§ **Задание A**: Воспроизведите без изменений отрывок из интервью с Юрием Бутусовым от «В ноябре Юрий» до «с героем месяца.».
§ **Задание B**: Представьте все строки исходных данных в виде таблицы Markdown со столбцами «№» (порядковый номер) и «Содержание» (сама строка), опустив пустые строки. Изображения в ответ не включайте.

======== Текст для чтения

В ноябре Юрий Бутусов радует своих поклонников сразу двумя премьерами. В московском Театре имени Пушкина вышли «Барабаны в ночи», а в петербургском Театре имени Ленсовета, где он уже пять лет трудится главным режиссером, — пьеса-акция «Мама». Корреспондент «Известий» Евгений Авраменко встретился с героем месяца.
— Раннюю пьесу Брехта «Барабаны в ночи» вы предлагали Константину Райкину, когда он впервые пригласил вас на постановку в «Сатирикон»…
— Да, это было больше десяти лет назад. Я предложил три названия: «Сорок первый» Лавренева, «Макбетт» Ионеско и «Барабаны в ночи». Было у меня такое правило — я сам для себя его установил, — что нужно предлагать три варианта. Чтобы оставался какой-то воздух, наверное. И Константин Аркадьевич выбрал «Макбетта». Но Брехт не уходил из моего сознания. У меня есть свой «портфель пьес», багаж еще с институтских времен. Просто настал момент — и вот этот текст появился на поверхности.
— Брехт был недоволен собственным созданием и не включил его в собрание своих сочинений. А чем вам интересны «Барабаны...»?
— Мне как раз нравится, что в ней много каких-то ошибок, нелепостей, несуразностей (в хорошем смысле!), которые мне страшно симпатичны. Есть своя красота в этой неотшлифованности. Ранний Брехт словно швыряет краску на холст, не думая ни о сюжете, ни о смысле, но есть мощная экспрессия эмоционального выплеска. И это совпадает с моими недавними размышлениями о природе театральности.

================
======== Исходные данные

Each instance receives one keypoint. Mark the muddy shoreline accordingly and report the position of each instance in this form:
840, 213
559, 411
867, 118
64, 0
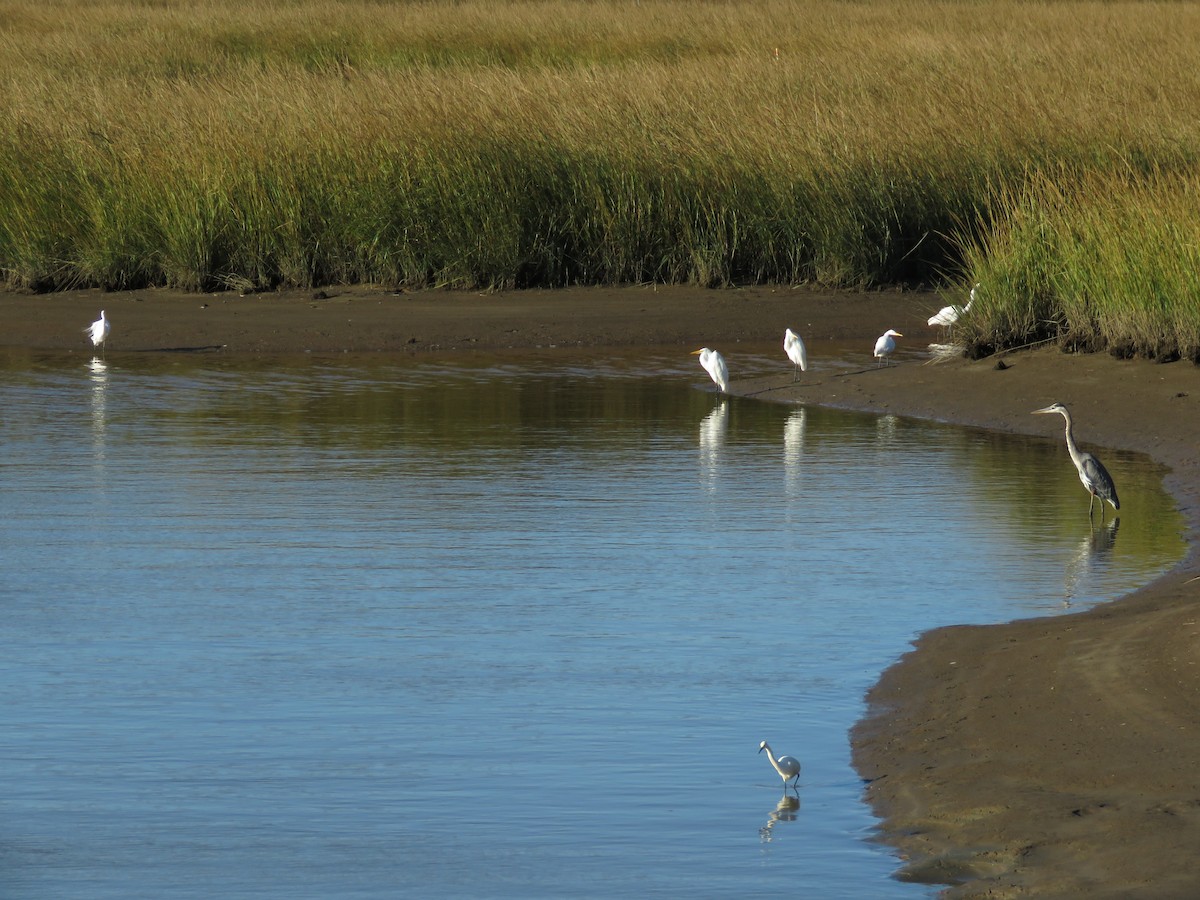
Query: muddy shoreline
1045, 757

================

§ **Результат A**:
В ноябре Юрий Бутусов радует своих поклонников сразу двумя премьерами. В московском Театре имени Пушкина вышли «Барабаны в ночи», а в петербургском Театре имени Ленсовета, где он уже пять лет трудится главным режиссером, — пьеса-акция «Мама». Корреспондент «Известий» Евгений Авраменко встретился с героем месяца.

§ **Результат B**:
| № | Содержание |
|---|---|
| 1 | Each instance receives one keypoint. Mark the muddy shoreline accordingly and report the position of each instance in this form: |
| 2 | 840, 213 |
| 3 | 559, 411 |
| 4 | 867, 118 |
| 5 | 64, 0 |
| 6 | Query: muddy shoreline |
| 7 | 1045, 757 |